What you will do
1. Translate this sentence from the column into Spanish: "This is unfortunate because only by finding out the sometimes counterintuitive, counterproductive, and surprising ways we actually think and behave can we choose to act more productively."
2. In the column, which two social psychologists reviewed research on the cultural suppression of female sexuality?
3. List every researcher named in the column.
*** Opening Document text ***
This means that casual sex is a mating strategy that tends to be optimal for men in a way it isn’t for women. Or, as evolutionary psychologist David Schmitt puts it, “Men tend to desire easy sexual access” to “large numbers of sex partners”; in other words, they tend to be up for casual sex with a slew of hot women (or a slew of women with a pulse). 

Getting back to your notion that it’s men who tamp down women’s sexual expressiveness, sure, if a man’s married to a woman, he might ask her to close up a few buttons on her blouse before they go to some pervy neighbor’s party. But say the woman in the cleavage-a-boo blouse is not the man’s wife. Even if the man is married and faithful, his mind — his evolved psychology —  probably leads him to read her as a potential sex partner and consciously or subconsciously store her in memory as a “backup mate,” a sort of sexual fold-up pocket umbrella (just in case!).

In other words, when a man isn’t in a relationship with a particular woman, why would it possibly be in his self-interest to pressure her to dress a little more, um, Amish casual, and to keep her legs crossed until she’s Mrs. Somebody?

Research supports this view. Social psychologists Roy Baumeister and Jean Twenge reviewed research on the “cultural” (meaning “societal”) suppression of female sexuality, which they define as “a pattern of cultural influence by which girls and women are induced to avoid feeling sexual desire and to refrain from sexual behavior.”

They report that “the view that men suppress female sexuality” (like, for example, by punishing women who make sex too available to men) “received hardly any support and is flatly contradicted by some findings. Instead, the evidence favors the view that women have worked to stifle each other’s sexuality because sex is a limited resource that women use to negotiate with men, and scarcity gives women an advantage.” (Women doing this are typically unaware of this underlying motive.)

Especially recently, people get outraged when scientific findings don’t conform with the ideology they hold dear. This is unfortunate because only by finding out the sometimes counterintuitive, counterproductive, and surprising ways we actually think and behave can we choose to act more productively.

Personally, knowing how pernicious, sneaky, and underhanded female intrasexual competition (women competing with other women) can be makes me careful to be assertive in healthy ways and, in social situations, make sure other women feel included and not left out. And really, if you look logically at who benefits from getting hot women to de-hotify, well, lemme know when you find a strip club with dozens of men clamoring for the women there to cover up their enormous breasts and, for God’s sake, put on a pair of pants.
*** Closing Document text ***
*** Opening Provided data ***
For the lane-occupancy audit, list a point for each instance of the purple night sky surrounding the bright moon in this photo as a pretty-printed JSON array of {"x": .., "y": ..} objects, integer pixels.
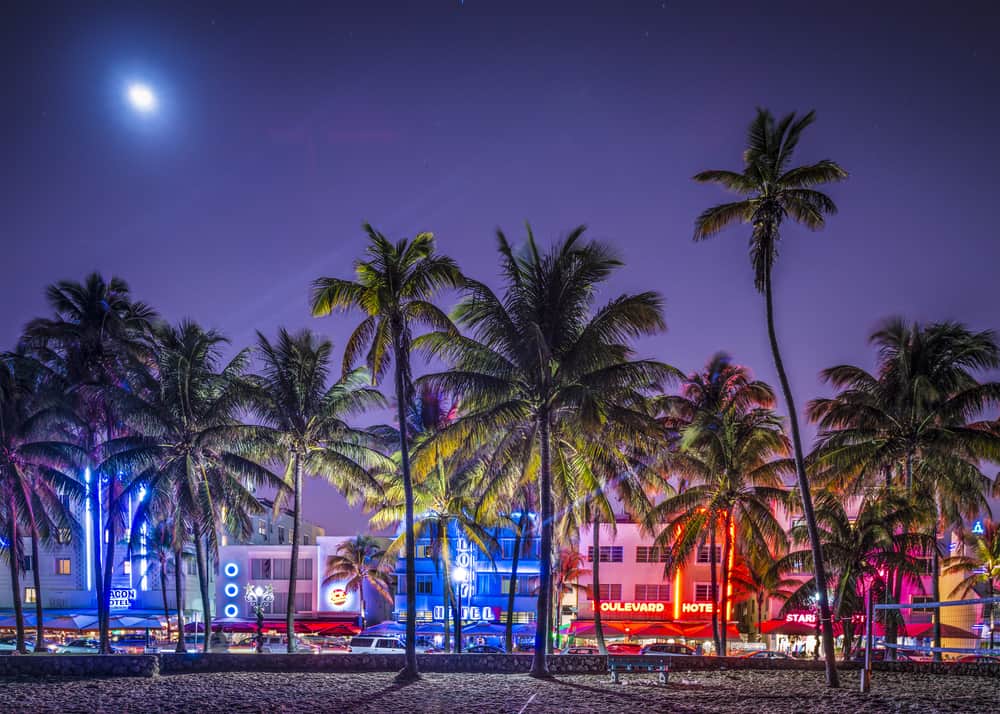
*** Closing Provided data ***
Activity answers
1. Esto es lamentable porque solo al descubrir las formas, a veces contraintuitivas, contraproducentes y sorprendentes, en que realmente pensamos y nos comportamos podemos elegir actuar de manera más productiva.

2. Roy Baumeister and Jean Twenge.

3.
David Schmitt
Roy Baumeister
Jean Twenge